Given request:
Convert only the stretch of the records below from the line containing "TARGET = person's arm" through the line containing "[(41, 180)]" into a JSON list of strings, one string per line, leaving out blank lines.

Provided information:
= = =

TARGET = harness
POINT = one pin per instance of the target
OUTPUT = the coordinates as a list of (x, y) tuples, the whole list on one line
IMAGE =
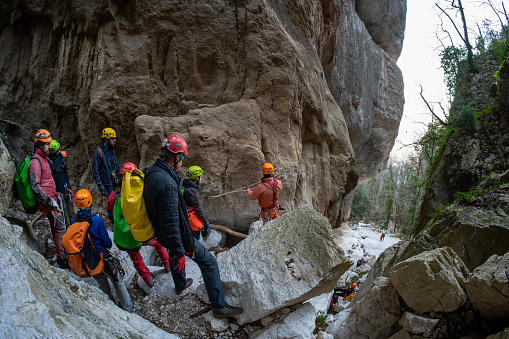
[(272, 187)]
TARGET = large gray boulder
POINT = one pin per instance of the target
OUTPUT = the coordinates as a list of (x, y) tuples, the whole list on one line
[(7, 172), (375, 316), (285, 262), (488, 289), (41, 301), (431, 281)]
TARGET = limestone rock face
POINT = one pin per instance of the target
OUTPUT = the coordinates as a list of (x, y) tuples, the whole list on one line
[(431, 281), (38, 300), (488, 289), (76, 67), (371, 114), (287, 261), (375, 316), (385, 21), (7, 173), (475, 234)]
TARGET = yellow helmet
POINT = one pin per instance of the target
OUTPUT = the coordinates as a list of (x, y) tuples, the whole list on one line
[(109, 133), (267, 168)]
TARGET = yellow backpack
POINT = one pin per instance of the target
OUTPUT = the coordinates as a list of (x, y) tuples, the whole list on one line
[(133, 206)]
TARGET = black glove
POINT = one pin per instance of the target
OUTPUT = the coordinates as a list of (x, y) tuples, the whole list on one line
[(205, 232), (104, 192)]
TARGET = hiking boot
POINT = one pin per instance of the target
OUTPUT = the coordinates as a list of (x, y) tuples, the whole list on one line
[(150, 282), (189, 282), (227, 311)]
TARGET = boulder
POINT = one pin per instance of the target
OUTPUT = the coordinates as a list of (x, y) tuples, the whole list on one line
[(287, 261), (298, 324), (417, 324), (431, 281), (7, 173), (374, 316), (39, 300), (474, 233), (488, 289), (500, 335)]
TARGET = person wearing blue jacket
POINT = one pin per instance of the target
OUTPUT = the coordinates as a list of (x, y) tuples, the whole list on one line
[(101, 241), (105, 166)]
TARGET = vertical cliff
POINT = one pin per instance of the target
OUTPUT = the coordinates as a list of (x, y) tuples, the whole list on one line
[(310, 86)]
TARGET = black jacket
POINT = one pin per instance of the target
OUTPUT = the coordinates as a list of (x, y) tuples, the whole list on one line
[(192, 199), (166, 209), (59, 172), (105, 167)]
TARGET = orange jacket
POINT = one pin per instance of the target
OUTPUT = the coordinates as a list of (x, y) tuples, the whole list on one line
[(264, 194)]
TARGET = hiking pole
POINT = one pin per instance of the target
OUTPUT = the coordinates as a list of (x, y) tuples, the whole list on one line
[(230, 192)]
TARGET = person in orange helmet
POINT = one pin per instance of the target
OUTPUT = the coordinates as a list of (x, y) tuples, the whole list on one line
[(45, 190), (267, 192)]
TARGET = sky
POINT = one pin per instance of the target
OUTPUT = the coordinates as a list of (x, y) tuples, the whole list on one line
[(420, 65)]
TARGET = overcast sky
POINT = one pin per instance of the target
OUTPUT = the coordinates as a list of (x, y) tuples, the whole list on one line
[(420, 64)]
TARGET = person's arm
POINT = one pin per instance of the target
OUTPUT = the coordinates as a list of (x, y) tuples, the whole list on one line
[(35, 173), (254, 194), (96, 173), (169, 223), (105, 238), (55, 165), (194, 198)]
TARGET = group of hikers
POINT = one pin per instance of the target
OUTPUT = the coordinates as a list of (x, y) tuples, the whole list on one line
[(174, 210)]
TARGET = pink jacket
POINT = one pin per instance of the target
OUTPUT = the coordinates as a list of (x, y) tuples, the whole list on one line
[(41, 180)]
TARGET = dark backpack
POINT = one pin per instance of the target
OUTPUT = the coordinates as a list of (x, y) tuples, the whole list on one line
[(22, 181)]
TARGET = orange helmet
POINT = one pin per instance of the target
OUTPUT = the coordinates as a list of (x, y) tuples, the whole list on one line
[(267, 168), (83, 198), (175, 144), (42, 135), (127, 167)]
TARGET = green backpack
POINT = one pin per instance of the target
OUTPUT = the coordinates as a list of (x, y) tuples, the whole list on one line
[(22, 180), (122, 235)]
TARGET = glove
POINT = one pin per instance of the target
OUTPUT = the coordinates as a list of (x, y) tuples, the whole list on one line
[(205, 231), (54, 205), (182, 264)]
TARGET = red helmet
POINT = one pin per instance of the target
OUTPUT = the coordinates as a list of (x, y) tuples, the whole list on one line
[(127, 167), (175, 144)]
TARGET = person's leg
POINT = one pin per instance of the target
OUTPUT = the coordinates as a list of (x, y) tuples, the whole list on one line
[(104, 286), (123, 295), (139, 265), (210, 271), (162, 253), (57, 229)]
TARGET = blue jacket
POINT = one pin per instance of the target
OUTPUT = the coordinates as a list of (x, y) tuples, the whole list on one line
[(167, 209), (98, 234), (104, 163)]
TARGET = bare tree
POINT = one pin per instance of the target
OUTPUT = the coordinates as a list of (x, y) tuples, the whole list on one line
[(457, 5)]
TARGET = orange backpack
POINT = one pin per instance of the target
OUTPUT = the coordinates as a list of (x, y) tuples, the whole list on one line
[(79, 251)]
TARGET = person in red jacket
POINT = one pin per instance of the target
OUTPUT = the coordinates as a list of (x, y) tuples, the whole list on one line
[(267, 193), (43, 185)]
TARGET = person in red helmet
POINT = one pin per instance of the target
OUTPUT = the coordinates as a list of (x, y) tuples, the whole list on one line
[(123, 238), (44, 188), (340, 292), (267, 193), (167, 212)]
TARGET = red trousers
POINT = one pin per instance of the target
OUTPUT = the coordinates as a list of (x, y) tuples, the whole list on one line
[(139, 264)]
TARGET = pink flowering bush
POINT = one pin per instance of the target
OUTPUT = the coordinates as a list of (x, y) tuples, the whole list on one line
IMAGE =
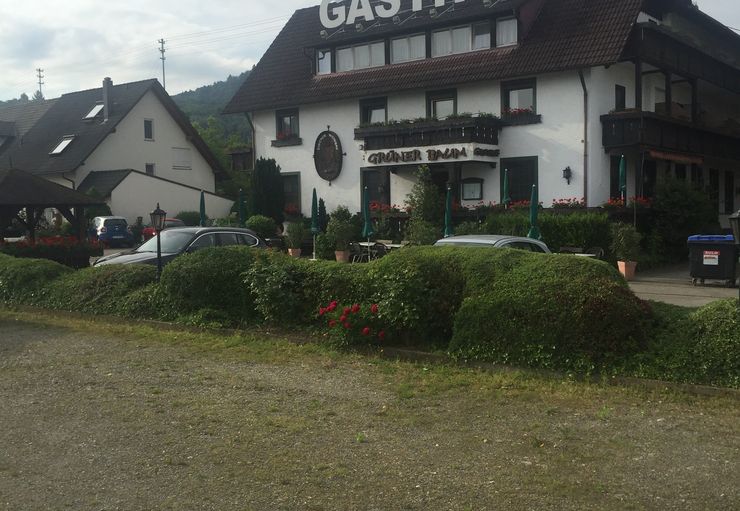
[(352, 325)]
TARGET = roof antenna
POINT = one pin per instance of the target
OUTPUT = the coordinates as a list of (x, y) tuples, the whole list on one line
[(162, 58)]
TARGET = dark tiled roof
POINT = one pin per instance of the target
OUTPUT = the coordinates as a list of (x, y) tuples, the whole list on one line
[(65, 115), (25, 115), (104, 182), (565, 34), (18, 188)]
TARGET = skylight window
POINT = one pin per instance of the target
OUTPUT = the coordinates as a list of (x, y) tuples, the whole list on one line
[(62, 145), (94, 112)]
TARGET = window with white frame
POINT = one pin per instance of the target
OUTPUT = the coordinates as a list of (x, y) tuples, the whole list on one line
[(506, 32), (94, 111), (323, 62), (62, 145), (181, 158), (361, 56), (148, 129), (404, 49), (463, 39)]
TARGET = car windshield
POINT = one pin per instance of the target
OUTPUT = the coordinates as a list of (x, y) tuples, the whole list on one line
[(172, 242)]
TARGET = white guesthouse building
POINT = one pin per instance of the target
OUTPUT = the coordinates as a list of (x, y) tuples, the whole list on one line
[(554, 91), (129, 142)]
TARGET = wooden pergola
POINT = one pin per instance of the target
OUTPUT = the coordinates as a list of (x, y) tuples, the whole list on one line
[(24, 192)]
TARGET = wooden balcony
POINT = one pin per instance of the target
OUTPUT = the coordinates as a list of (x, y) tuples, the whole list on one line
[(648, 130), (483, 130)]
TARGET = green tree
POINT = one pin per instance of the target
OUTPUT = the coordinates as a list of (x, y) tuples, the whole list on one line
[(267, 196)]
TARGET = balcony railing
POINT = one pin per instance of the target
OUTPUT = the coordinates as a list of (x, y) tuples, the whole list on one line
[(650, 130), (483, 130)]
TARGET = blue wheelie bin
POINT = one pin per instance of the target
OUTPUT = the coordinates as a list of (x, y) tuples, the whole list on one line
[(713, 257)]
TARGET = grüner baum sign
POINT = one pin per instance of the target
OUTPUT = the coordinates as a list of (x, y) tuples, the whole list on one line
[(335, 14)]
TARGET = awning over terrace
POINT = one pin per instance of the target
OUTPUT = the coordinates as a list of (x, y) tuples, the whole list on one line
[(24, 197)]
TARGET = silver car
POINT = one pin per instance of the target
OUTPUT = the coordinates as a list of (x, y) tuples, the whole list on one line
[(494, 240)]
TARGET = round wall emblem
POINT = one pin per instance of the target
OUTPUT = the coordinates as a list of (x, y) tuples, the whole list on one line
[(327, 155)]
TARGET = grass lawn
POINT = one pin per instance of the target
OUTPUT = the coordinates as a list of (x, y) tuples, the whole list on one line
[(99, 416)]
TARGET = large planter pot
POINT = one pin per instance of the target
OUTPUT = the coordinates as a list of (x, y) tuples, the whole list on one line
[(627, 268)]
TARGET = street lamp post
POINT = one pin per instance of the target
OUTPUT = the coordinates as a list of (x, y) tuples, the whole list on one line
[(157, 217), (735, 224)]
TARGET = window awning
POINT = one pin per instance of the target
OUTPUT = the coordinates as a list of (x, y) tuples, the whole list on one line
[(683, 159)]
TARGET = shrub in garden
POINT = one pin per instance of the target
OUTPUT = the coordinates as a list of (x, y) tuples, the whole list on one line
[(264, 226), (211, 279), (276, 282), (66, 250), (681, 211), (716, 352), (545, 311), (21, 279), (190, 218), (419, 290), (352, 325), (99, 290)]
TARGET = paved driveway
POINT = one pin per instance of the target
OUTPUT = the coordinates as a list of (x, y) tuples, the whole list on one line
[(672, 284)]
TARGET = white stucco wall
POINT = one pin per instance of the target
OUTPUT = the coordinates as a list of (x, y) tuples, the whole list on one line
[(557, 142), (138, 195), (126, 148)]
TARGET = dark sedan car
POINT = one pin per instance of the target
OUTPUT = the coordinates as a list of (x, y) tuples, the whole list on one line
[(184, 240)]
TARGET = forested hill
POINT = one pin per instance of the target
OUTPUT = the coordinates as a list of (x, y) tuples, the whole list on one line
[(209, 101)]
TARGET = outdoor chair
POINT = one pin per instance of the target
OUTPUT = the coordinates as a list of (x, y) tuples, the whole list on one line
[(598, 252), (571, 250)]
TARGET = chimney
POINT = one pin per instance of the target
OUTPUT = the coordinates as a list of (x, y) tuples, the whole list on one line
[(107, 86)]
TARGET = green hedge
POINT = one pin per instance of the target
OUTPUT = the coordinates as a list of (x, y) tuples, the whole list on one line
[(98, 290), (502, 306), (21, 279), (210, 280), (575, 229)]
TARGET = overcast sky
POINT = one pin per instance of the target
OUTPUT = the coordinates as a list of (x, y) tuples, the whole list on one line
[(79, 42)]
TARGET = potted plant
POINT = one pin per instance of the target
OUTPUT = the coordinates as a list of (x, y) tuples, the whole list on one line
[(626, 247), (294, 234), (340, 231)]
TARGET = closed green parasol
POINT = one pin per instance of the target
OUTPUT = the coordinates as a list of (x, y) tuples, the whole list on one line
[(202, 208), (449, 229), (534, 206)]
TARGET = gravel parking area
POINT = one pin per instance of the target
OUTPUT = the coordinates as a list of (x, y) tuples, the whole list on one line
[(105, 418)]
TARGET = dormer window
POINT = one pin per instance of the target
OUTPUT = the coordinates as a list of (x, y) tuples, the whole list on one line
[(506, 32), (323, 62), (62, 145), (93, 113)]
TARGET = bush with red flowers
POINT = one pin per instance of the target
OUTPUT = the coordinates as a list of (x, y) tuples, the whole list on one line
[(66, 250), (352, 325)]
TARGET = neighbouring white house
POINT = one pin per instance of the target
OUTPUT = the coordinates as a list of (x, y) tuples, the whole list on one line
[(355, 94), (130, 142)]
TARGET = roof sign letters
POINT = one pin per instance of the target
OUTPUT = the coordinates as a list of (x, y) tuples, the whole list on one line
[(334, 15)]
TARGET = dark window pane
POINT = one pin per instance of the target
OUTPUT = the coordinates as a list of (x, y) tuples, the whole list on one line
[(522, 175), (729, 192), (620, 97), (227, 238), (246, 239), (205, 241)]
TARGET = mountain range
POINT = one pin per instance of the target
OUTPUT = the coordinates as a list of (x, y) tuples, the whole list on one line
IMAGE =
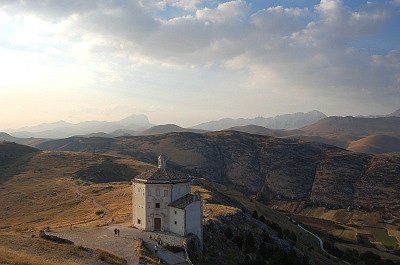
[(286, 121), (62, 129), (273, 169), (360, 134)]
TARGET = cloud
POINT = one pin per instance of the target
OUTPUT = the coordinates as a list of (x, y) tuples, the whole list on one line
[(277, 48)]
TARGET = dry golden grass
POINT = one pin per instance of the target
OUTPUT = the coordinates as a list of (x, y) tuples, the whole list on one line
[(43, 191), (102, 255), (20, 250), (143, 253)]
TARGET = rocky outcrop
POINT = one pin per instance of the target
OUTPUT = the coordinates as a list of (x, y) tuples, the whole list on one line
[(267, 167), (194, 247)]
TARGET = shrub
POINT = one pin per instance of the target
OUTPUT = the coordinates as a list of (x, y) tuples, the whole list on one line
[(254, 214), (99, 212), (228, 233)]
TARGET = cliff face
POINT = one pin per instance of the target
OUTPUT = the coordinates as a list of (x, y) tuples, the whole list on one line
[(271, 168)]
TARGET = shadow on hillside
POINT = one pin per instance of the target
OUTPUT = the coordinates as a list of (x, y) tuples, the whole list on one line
[(13, 166)]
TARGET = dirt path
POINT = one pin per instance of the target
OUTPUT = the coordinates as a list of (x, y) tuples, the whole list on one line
[(104, 238)]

= = =

In response:
[
  "TARGET = person's arm",
  "POINT = one pin per instance of the target",
  "OUTPUT = the coordinates as a list of (x, y) tuples, the whole list on one line",
  "[(35, 173), (254, 194), (96, 173), (169, 223), (105, 238), (55, 165), (194, 198)]",
  "TARGET = group of hikers",
  "POINT = one pin per instance of the target",
  "OUTPUT = the coordinates as a list of (x, y) tuples, the whole list on one line",
  "[(174, 210)]",
  "TARGET = pink jacket",
  "POINT = one pin per instance of the target",
  "OUTPUT = the coordinates as a list of (x, y) tuples, the whole list on one line",
  "[(41, 180)]"
]